Every entry below should be repeated exactly; the pictures should not.

◆ ◆ ◆ ◆

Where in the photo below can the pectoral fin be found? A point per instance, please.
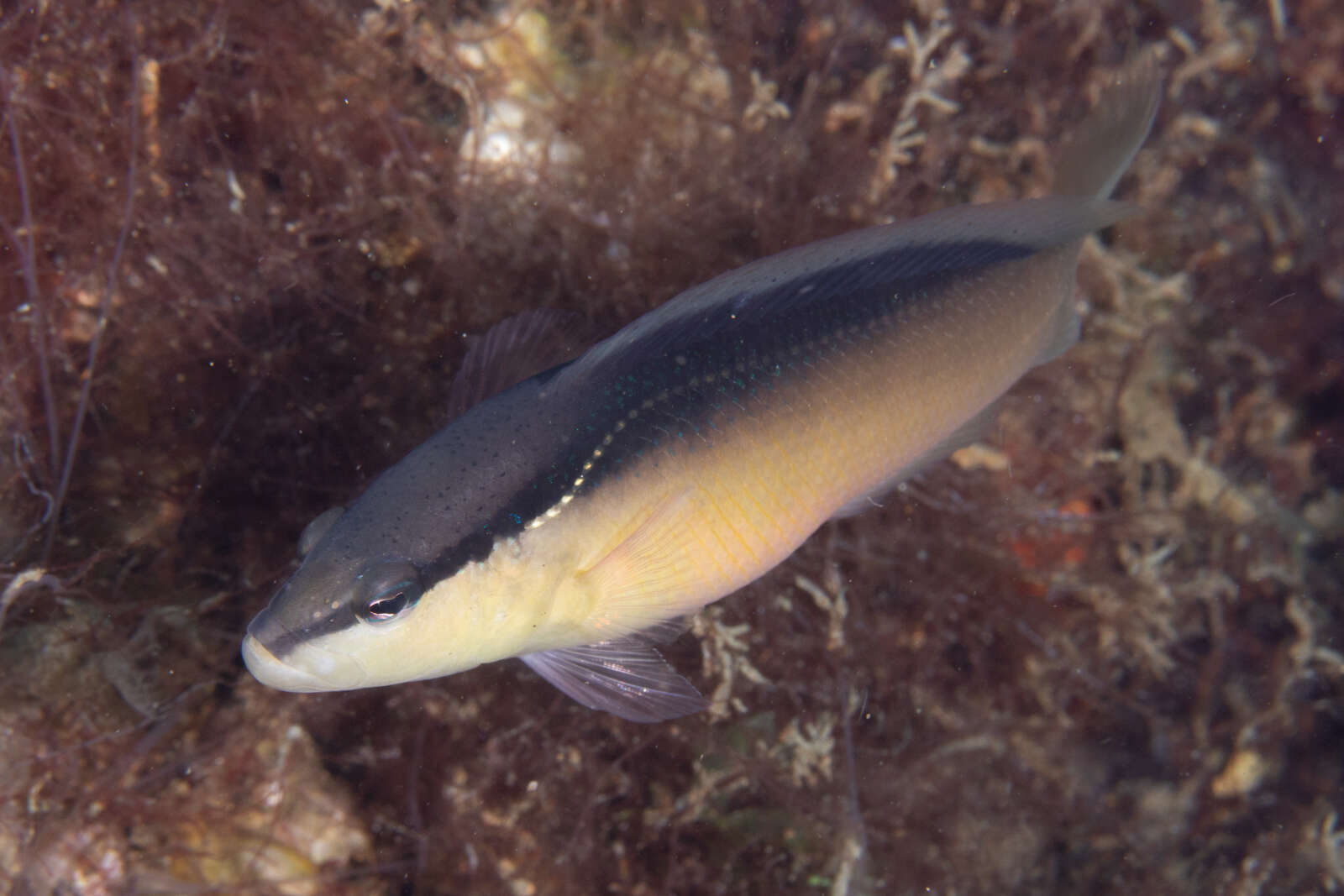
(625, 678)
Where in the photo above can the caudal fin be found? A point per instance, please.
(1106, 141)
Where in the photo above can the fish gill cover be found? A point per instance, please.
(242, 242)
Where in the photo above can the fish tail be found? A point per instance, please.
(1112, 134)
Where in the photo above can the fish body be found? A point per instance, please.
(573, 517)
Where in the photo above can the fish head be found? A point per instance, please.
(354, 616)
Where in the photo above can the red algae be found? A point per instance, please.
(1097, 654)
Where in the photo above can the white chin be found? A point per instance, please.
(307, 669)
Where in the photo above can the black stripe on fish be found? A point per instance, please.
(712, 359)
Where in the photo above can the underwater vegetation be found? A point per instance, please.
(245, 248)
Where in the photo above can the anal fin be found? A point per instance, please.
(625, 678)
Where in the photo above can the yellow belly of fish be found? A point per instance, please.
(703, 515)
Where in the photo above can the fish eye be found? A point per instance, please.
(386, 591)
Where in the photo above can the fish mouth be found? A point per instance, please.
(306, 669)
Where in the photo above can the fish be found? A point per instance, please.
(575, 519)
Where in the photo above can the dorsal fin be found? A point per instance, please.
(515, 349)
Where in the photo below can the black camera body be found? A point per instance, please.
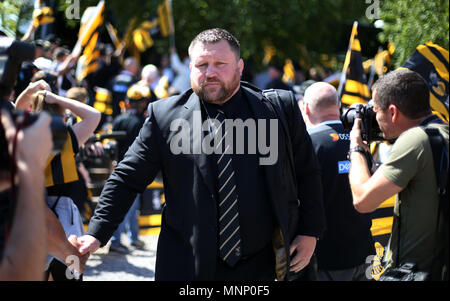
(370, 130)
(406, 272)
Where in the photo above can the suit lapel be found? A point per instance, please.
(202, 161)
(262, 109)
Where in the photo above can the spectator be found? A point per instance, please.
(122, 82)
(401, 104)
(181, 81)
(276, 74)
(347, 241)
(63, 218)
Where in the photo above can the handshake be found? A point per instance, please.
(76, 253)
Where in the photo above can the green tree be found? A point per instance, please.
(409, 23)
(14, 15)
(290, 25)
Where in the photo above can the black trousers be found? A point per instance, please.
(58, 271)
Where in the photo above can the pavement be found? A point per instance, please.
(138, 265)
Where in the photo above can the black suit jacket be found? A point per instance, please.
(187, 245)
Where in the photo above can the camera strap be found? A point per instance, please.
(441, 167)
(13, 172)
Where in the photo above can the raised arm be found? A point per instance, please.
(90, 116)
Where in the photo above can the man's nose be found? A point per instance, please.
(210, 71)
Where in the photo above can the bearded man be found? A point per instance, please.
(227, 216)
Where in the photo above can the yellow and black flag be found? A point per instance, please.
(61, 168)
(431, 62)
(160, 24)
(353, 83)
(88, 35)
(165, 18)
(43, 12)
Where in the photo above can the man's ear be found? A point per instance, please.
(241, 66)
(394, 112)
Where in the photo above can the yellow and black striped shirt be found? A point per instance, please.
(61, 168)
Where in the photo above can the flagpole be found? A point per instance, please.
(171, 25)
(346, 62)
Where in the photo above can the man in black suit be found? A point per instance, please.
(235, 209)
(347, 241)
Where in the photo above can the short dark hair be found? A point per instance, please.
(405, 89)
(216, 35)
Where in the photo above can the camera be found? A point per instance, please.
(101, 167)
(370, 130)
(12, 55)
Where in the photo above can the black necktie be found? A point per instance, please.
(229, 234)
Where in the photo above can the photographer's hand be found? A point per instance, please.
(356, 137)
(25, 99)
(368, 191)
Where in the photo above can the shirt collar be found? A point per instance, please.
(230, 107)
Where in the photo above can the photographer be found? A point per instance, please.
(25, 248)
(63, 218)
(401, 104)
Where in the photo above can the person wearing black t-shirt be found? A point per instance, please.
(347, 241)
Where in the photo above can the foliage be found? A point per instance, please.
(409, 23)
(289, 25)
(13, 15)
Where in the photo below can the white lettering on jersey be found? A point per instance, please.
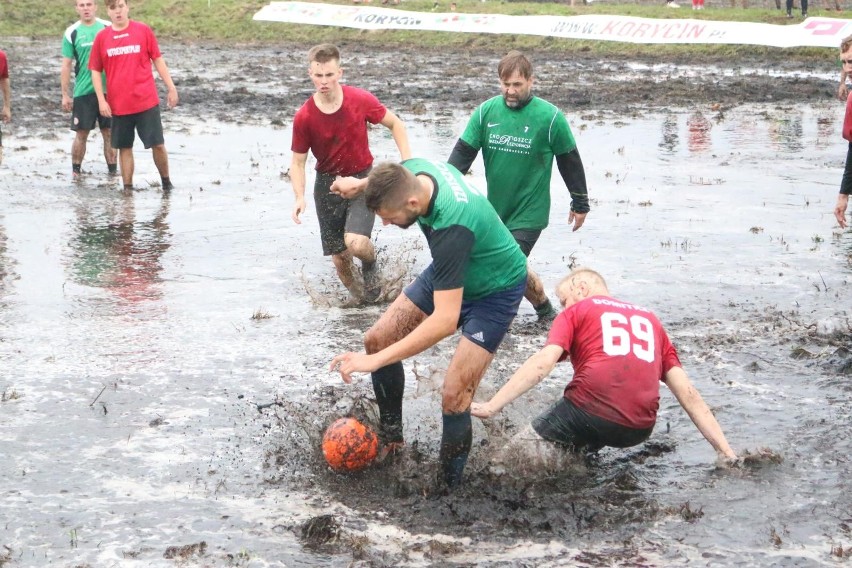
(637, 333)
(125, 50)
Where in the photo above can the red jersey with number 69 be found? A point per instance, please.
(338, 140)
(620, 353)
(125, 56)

◆ ◆ ◆ ◆

*Solution for this task*
Where in the photo below can the pectoral fin be found? A point per instance, please.
(625, 678)
Where in the photo above can the caudal fin be found? A point per instance, please.
(1106, 141)
Where in the photo above can the fish gill cover be found? A point per instance, please.
(242, 242)
Where in the photo above can the fish tail be found? A point per instance, please.
(1112, 134)
Where in the photo above can the fish body be found? A point per instance, please.
(573, 517)
Where in the photo above can the fish head be found? A point per instance, please.
(354, 616)
Where in the photo above can the red algae be found? A point per instance, please.
(1097, 654)
Where in the photo above can the white chin be found? A point per instance, please.
(307, 669)
Where in the photo above can the black stripe on fish be found? A point per instance, please.
(712, 359)
Where in the photo above can the underwater vegetation be found? A point per instance, please.
(245, 248)
Where in the photo above can the anal fin be found? A point per instance, please.
(625, 678)
Where in the photo above can the yellow belly of fish be found? A point per instance, please.
(703, 515)
Where in the photo above can the fish eye be found? A point per instance, please.
(386, 591)
Where in the photo above can the fish mouth be found? A point per instance, please.
(306, 669)
Where in the photo above can the fish be found? A point per instance, please.
(575, 519)
Where in the photo above can the dorsal fin be found? A point per instance, please.
(515, 349)
Where in the photo below can the black camera body be found? A point per instance, please.
(370, 130)
(406, 272)
Where in the photo above can the suit lapel be found? A point per instance, please.
(202, 161)
(262, 109)
Where in the photo above can the spectator be found? A point per instance, please.
(122, 82)
(401, 104)
(181, 81)
(276, 74)
(347, 241)
(63, 218)
Where in the photo above can the handshake be found? A point per instance, please.
(76, 253)
Where in the photo above can the green tree be found? A point per instance, please.
(409, 23)
(14, 15)
(290, 25)
Where in the photo above can the black trousers be found? A point per instance, please.
(58, 271)
Where in the photo above can the pavement be found? A point per instance, please.
(138, 265)
Where in the photo above can the black suit jacket be found? A point per instance, please.
(187, 245)
Where in the photo above can the camera strap be found? A point per instance, please.
(441, 167)
(13, 172)
Where in the photo above can the raised arm be found? A point per instance, please.
(90, 116)
Where in the photo above can the man's nose be found? A point per instance, please.
(210, 71)
Where in the photo above can the bearded man be found? A point per instance, please.
(227, 216)
Where in the photo above can the yellow and black flag be found? A point per instance, please.
(61, 168)
(431, 62)
(160, 24)
(353, 83)
(88, 35)
(165, 18)
(43, 12)
Where in the photo above can the man's ear be found? A point per instance, please.
(241, 66)
(394, 112)
Where in the photo above can the yellow and black striped shirt be found? A point per instance, please.
(61, 168)
Where in the photo above can the flagpole be found? A point per instance, please.
(171, 25)
(346, 62)
Where in the photo above can the man in black suit be found? A point per instance, please.
(235, 209)
(347, 241)
Where in the photo above can the short dark hair be found? A point per instance, please.
(405, 89)
(216, 35)
Where in the photo above can the camera be found? A point per instance, please.
(101, 167)
(370, 130)
(12, 55)
Where in the photo above can the black necktie be found? A point per instance, please.
(229, 234)
Where in the photo above can the photographer's hand be found? A point per instance, please.
(356, 137)
(25, 99)
(368, 191)
Where in the photo above can the shirt collar be found? A point per instance, please.
(230, 107)
Where in the photo above can the photographer be found? A point per instance, please.
(25, 248)
(63, 218)
(401, 104)
Where in the photo above can the person wearing black t-shirt be found? A point per instance, please.
(347, 241)
Where in the photo above can the foliage be found? A point per instance, please.
(409, 23)
(289, 25)
(13, 15)
Where in the photo below can the white lettering on jersey be found? A point per instance, please.
(637, 333)
(125, 50)
Where in the photo above can the red jersey with number 69 be found? A point per instance, please.
(338, 140)
(620, 353)
(125, 56)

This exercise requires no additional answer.